• **Task requirements**
A word-for-word copy of all entries is required, without images.

----------------------------------------

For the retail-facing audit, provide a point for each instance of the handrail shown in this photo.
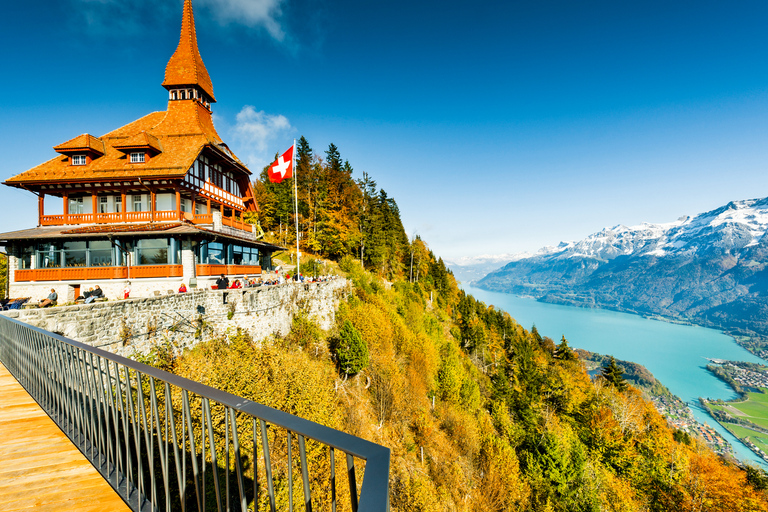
(142, 427)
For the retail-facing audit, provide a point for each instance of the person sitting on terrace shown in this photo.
(51, 300)
(94, 294)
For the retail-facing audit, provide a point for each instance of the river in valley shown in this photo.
(675, 354)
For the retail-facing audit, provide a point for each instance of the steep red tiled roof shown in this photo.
(140, 140)
(178, 136)
(186, 66)
(84, 142)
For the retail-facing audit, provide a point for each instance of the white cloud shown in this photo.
(252, 13)
(110, 16)
(258, 136)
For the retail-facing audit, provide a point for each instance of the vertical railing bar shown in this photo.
(305, 474)
(133, 414)
(267, 465)
(255, 468)
(100, 402)
(238, 462)
(167, 476)
(149, 439)
(226, 461)
(214, 468)
(74, 392)
(155, 427)
(195, 470)
(333, 478)
(113, 432)
(125, 452)
(352, 482)
(202, 447)
(82, 403)
(290, 472)
(180, 477)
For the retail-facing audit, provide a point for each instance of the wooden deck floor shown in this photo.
(40, 468)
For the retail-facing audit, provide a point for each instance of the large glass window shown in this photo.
(100, 253)
(76, 205)
(152, 251)
(48, 255)
(27, 253)
(245, 255)
(216, 253)
(74, 254)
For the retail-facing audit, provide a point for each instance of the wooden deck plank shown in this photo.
(40, 468)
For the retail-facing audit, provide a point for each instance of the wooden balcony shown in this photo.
(92, 273)
(237, 223)
(217, 270)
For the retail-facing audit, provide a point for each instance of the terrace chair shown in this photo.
(18, 303)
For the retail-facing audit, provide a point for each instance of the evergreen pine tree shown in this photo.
(613, 374)
(563, 351)
(350, 349)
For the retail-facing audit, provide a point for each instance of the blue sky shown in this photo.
(498, 127)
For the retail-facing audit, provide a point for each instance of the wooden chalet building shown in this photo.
(157, 202)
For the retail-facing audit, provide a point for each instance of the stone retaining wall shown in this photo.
(135, 325)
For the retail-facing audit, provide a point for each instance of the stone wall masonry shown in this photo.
(136, 325)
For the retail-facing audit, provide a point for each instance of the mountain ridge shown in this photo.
(710, 269)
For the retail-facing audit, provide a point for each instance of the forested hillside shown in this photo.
(479, 413)
(338, 215)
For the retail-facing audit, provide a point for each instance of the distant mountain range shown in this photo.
(709, 269)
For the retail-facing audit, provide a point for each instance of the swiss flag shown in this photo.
(282, 168)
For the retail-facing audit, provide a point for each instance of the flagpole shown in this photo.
(296, 206)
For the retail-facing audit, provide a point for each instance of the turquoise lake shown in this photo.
(675, 354)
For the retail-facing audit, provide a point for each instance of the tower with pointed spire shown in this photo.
(158, 201)
(186, 77)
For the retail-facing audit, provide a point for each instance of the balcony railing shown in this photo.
(85, 273)
(237, 224)
(168, 443)
(230, 270)
(156, 216)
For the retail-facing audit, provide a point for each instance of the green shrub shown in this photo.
(350, 349)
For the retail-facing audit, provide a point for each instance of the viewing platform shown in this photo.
(41, 468)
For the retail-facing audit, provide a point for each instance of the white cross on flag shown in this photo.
(282, 168)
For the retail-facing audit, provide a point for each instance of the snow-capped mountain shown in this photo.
(711, 268)
(737, 225)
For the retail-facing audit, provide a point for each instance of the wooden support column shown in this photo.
(178, 203)
(152, 204)
(40, 208)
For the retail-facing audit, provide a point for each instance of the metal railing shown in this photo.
(168, 443)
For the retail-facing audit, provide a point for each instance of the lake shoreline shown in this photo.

----------------------------------------

• **Final answer**
For the retail-facing audit, provide a point for each instance of the handrail shown in this photo.
(142, 427)
For the retail-facing audit, provide a point for each instance of the person sitting on terrace shown in this photo.
(51, 300)
(94, 294)
For the retail-facing audit, provide a point for each instance of the river in valley shown in this photo.
(675, 354)
For the retail-facing audit, provide a point for each instance of the steep red tiled roof shown in this photo.
(140, 140)
(178, 136)
(186, 66)
(84, 142)
For the retail-facing audit, provide a point for each instance of the white cloud shown in this photo.
(252, 13)
(110, 16)
(258, 136)
For the retail-facing audit, provide a point for each instance of the vertical railing bar shown in this photo.
(305, 474)
(133, 414)
(267, 465)
(255, 468)
(100, 402)
(238, 462)
(167, 476)
(149, 439)
(226, 461)
(214, 468)
(74, 392)
(155, 427)
(195, 470)
(333, 478)
(113, 432)
(125, 452)
(352, 482)
(202, 447)
(82, 403)
(290, 472)
(180, 477)
For the retail-facing audit, provide a point for each instance of the wooden deck floor shown in this photo.
(40, 468)
For the retail-facing audit, provide a point for each instance of the large glass window shown in this photo.
(100, 253)
(76, 205)
(152, 251)
(48, 255)
(27, 253)
(245, 255)
(216, 253)
(74, 254)
For the retail-facing audit, provide a point for each instance of the wooden deck plank shown in this photo.
(40, 468)
For the retail-facing audit, provide a point for each instance of the wooden balcony shown in this photo.
(92, 273)
(237, 223)
(217, 270)
For the retail-facing audit, provide a point for each instance of the terrace chair shown in this photo.
(18, 303)
For the retail-facing audit, provide a point for each instance of the evergreen pine tree shown in this photo.
(613, 374)
(563, 351)
(350, 349)
For the retail-facing audit, provide a point for each instance of the blue sky shown in this photo.
(498, 127)
For the retail-facing audit, provide a point for each instance of the wooden chalet building shown in this photo.
(157, 202)
For the retail-facing audit, provide a point for each instance of the stone retaining wall shown in this photo.
(135, 325)
For the retail-facing audit, provide a point for each instance of the stone wall masonry shown in this photo.
(136, 325)
For the retail-facing audit, provide a point for each instance of the mountain ridge shown in this photo.
(710, 269)
For the retail-facing audit, provide a point for each instance of the forested hillside shown in this photo.
(479, 413)
(338, 215)
For the retail-facing audit, provide a point for each instance of the distant mountain range shown in this photo.
(709, 269)
For the retail-facing audit, provide a point for each instance of the swiss flag shown in this photo.
(282, 168)
For the retail-facing audit, provide a point for each instance of the flagpole shown in this photo.
(296, 206)
For the retail-facing audit, provide a point for each instance of the turquoise lake shown in this photo.
(675, 354)
For the retail-facing audit, provide a point for each instance of the tower with pointed spire shown in this photo.
(158, 201)
(186, 77)
For the retail-facing audit, provide a point for each instance of the balcony railing shown in this photo.
(85, 273)
(237, 224)
(168, 443)
(230, 270)
(156, 216)
For the retail-facing audit, provide a point for each instance of the green shrub shown in this photo.
(350, 349)
For the retail-facing audit, provide a point for each instance of the viewing platform shown in this photo.
(41, 468)
For the retail-facing audit, provide a point for each instance of the white cross on flag shown in this photo.
(282, 168)
For the retail-facing audit, provide a point for each instance of the snow-capped mountain shown in this photo.
(711, 268)
(737, 225)
For the retail-facing audit, provide a point for each instance of the wooden support column shown in this photo.
(178, 203)
(152, 204)
(40, 208)
For the retail-facing audit, provide a point for each instance of the metal railing shown in this photo.
(168, 443)
For the retail-facing audit, provide a point for each instance of the lake shoreline shown in this photo.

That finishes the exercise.